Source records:
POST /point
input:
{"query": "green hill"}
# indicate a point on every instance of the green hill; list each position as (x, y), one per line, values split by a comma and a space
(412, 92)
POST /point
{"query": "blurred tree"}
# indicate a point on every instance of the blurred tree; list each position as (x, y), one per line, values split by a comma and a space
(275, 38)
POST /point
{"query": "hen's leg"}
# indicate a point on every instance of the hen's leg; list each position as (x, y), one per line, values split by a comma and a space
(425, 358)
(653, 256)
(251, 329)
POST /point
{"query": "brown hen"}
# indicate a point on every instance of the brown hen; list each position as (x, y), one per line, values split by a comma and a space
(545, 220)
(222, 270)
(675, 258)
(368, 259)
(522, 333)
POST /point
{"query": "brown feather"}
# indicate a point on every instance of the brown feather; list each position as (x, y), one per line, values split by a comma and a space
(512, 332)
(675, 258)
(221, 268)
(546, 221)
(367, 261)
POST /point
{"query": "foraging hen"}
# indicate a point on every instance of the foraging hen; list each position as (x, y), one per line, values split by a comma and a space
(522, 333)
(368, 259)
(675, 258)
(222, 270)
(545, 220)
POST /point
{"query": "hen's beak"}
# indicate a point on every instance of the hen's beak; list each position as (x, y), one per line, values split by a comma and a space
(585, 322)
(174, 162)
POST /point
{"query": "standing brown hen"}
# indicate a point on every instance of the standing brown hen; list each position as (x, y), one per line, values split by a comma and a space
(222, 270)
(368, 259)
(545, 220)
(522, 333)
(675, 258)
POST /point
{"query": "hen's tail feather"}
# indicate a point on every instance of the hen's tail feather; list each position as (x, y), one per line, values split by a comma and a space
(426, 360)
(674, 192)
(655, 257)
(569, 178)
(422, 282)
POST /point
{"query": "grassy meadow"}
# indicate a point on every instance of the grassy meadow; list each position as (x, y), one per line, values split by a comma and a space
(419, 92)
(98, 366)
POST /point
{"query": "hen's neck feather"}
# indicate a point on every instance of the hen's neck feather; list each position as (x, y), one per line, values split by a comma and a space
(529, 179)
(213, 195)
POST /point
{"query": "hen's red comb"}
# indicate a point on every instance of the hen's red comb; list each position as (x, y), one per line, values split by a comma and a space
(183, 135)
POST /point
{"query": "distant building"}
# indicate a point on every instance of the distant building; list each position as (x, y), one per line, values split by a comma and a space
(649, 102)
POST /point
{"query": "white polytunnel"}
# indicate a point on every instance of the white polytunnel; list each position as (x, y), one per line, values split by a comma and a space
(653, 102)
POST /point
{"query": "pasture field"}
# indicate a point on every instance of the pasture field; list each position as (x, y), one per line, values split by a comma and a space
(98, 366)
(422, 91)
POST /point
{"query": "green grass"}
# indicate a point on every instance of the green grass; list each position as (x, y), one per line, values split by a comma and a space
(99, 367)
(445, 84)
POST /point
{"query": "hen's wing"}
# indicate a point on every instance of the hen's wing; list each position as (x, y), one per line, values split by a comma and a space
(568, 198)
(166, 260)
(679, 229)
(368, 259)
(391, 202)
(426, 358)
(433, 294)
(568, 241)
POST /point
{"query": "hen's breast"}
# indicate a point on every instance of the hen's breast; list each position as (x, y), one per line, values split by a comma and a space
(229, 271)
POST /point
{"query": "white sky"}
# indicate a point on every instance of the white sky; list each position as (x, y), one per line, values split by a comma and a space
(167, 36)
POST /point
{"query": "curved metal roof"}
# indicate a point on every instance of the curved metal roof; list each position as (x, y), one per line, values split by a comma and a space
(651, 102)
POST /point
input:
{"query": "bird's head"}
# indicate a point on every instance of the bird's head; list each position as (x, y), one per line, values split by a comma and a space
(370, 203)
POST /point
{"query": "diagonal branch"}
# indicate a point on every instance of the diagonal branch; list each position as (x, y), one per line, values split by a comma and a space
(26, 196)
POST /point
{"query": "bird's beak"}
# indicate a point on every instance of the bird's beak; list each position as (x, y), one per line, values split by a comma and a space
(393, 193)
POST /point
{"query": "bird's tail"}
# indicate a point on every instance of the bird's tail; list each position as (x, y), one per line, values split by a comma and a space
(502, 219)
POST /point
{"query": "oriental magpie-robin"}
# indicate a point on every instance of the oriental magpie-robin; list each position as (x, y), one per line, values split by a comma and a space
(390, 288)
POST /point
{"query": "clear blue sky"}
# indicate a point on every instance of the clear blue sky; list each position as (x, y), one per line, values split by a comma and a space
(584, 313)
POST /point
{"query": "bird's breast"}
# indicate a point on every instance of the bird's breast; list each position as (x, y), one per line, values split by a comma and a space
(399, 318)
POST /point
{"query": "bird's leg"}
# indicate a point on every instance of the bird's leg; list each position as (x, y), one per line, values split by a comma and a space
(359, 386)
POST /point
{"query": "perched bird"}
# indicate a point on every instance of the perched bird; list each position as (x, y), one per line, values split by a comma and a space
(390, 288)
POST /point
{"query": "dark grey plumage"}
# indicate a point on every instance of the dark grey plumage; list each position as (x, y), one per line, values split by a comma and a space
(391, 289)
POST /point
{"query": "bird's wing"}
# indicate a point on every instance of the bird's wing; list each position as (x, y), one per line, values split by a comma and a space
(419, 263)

▶ _Problem statement_
Every line of the data must be reproduced exactly.

▶ _Exercise solution_
POST /point
input:
{"query": "green hill"}
# indicate a point on every instance of the green hill; list each position as (x, y), one per line, values split by a comma and a space
(412, 92)
POST /point
{"query": "blurred tree"}
# indicate a point on every instance of the blurred tree; list each position as (x, y), one per line, values split by a comma and a space
(275, 38)
POST /point
{"query": "hen's leg"}
# indicate a point on every instance of the hen's leg; list each position as (x, y), one per line, values split by a comma and a space
(425, 358)
(653, 256)
(251, 329)
POST /point
{"query": "brown hen"}
# indicate a point on every instance of the brown hen; list each position as (x, y), one per line, values split by a comma and a space
(545, 220)
(222, 270)
(675, 258)
(368, 259)
(522, 333)
POST /point
{"query": "brown feather"}
# indicate a point on every instance of the brown feather; list each position as (x, y), one per line, values split by a comma and a space
(512, 332)
(675, 258)
(221, 268)
(546, 221)
(367, 261)
POST /point
{"query": "foraging hen"}
# indicate a point on every instance of the foraging hen; list each position as (x, y), one per line, values split by a comma and a space
(522, 333)
(368, 259)
(675, 258)
(222, 270)
(545, 220)
POST /point
{"query": "hen's beak"}
# indicate a point on every instance of the hen's beak; list each position as (x, y), one per line, values split by a comma and a space
(585, 322)
(174, 162)
POST /point
{"query": "standing brown hen"}
# indicate a point on every instance of the standing brown hen; list each position as (x, y), one per line, values split by a comma and a space
(222, 270)
(368, 259)
(545, 220)
(522, 333)
(675, 258)
POST /point
{"query": "hen's tail feather"}
# indicate a point on every instance of the hen's tail feather; list each position as (x, y), one per line, values split by a comma and a space
(426, 360)
(674, 192)
(655, 257)
(569, 178)
(422, 282)
POST /point
{"query": "grassy meadow"}
# indicate a point on every instance of the grassy meadow; list each position as (x, y), one per line, values split by a comma and a space
(419, 92)
(98, 366)
POST /point
{"query": "hen's neck feather"}
# indicate a point on every instance of the hen's neck feather; list each position as (x, y), one per line, values split by a comma and a space
(529, 179)
(213, 195)
POST /point
{"query": "hen's red comb"}
# indicate a point on every instance of the hen's red comb; list each position as (x, y), one per line, values split by a comma and a space
(183, 135)
POST /point
{"query": "distant building"}
# indicate a point on every instance of the distant building; list each position as (x, y), one per line, values split by a comma and a space
(649, 102)
POST /point
{"query": "white polytunnel"}
# indicate a point on every instance of the white polytunnel; list each position as (x, y), one per line, values split by a comma and a space
(653, 102)
POST /point
{"query": "pasture field"}
# indicate a point on every instance of the pasture field; list each position as (x, y), one per line, values split by a comma and a space
(98, 366)
(422, 91)
POST /point
{"query": "green grass"}
# indicate a point on every instance of the green grass; list each position as (x, y), one per line, values split by a comma and a space
(99, 367)
(445, 84)
POST /point
{"query": "hen's wing"}
# indicate a point on every instance of the hen's wing; list each position as (x, y), one per line, values split by a comma and a space
(568, 198)
(166, 260)
(679, 229)
(368, 259)
(391, 202)
(426, 358)
(433, 294)
(568, 241)
POST /point
{"query": "hen's breast"}
# indicate a point on every instance of the hen's breast; list each position as (x, y), one per line, values split by a comma and a space
(229, 271)
POST /point
{"query": "white sky"}
# indicate a point on every instance of the white sky; list each position as (x, y), one per line, values split by a comma and a space
(167, 36)
POST /point
{"query": "curved metal roof"}
# indicate a point on every instance of the curved metal roof; list each position as (x, y), one per line, values split by a comma and a space
(651, 102)
POST /point
input:
{"query": "bird's head"}
# indicate a point on every instance of the bird's head; list each position as (x, y), one per line, values split by a comma and a space
(370, 203)
POST /point
{"query": "diagonal branch"}
# indicate a point on every instance of the diagonal branch; list each position as (x, y), one per line, values split by a comma and a space
(26, 196)
POST /point
{"query": "bird's beak"}
# indicate a point on every instance of the bird's beak; list each position as (x, y), one per line, values split by a comma and a space
(393, 193)
POST /point
{"query": "bird's tail"}
# indicate a point on every instance of the bird's tail; list each position as (x, y), one per line, values split by a comma and a space
(502, 219)
POST /point
{"query": "oriental magpie-robin"}
# indicate a point on every instance of the oriental magpie-robin; list each position as (x, y), one per line, values split by a comma and a space
(390, 288)
POST /point
{"query": "clear blue sky"}
# indicate a point on every instance of the clear blue sky; list each position as (x, y), one per line, values split by a comma and a space
(584, 313)
POST /point
{"query": "bird's breast"}
# indicate a point on every instance of the bird's breast; list each position as (x, y), one per line, values split by a comma and a space
(399, 318)
POST /point
{"query": "bird's leg"}
# indicate a point on every instance of the bird's leg; list each position as (x, y), one per line, values split by a comma and a space
(359, 386)
POST /point
{"query": "perched bird"}
# indicate a point on every instance of the perched bird; list each position as (x, y), one per line, values split by a comma and a space
(390, 288)
POST /point
{"query": "dark grey plumage"}
# indicate a point on every instance of the dark grey plumage; list each position as (x, y), one per line, values split by a comma and a space
(391, 289)
POST /point
{"query": "bird's wing"}
# indicate a point on every instance of the bird's wing; list each position as (x, y), one per line, values split by a comma and a space
(419, 263)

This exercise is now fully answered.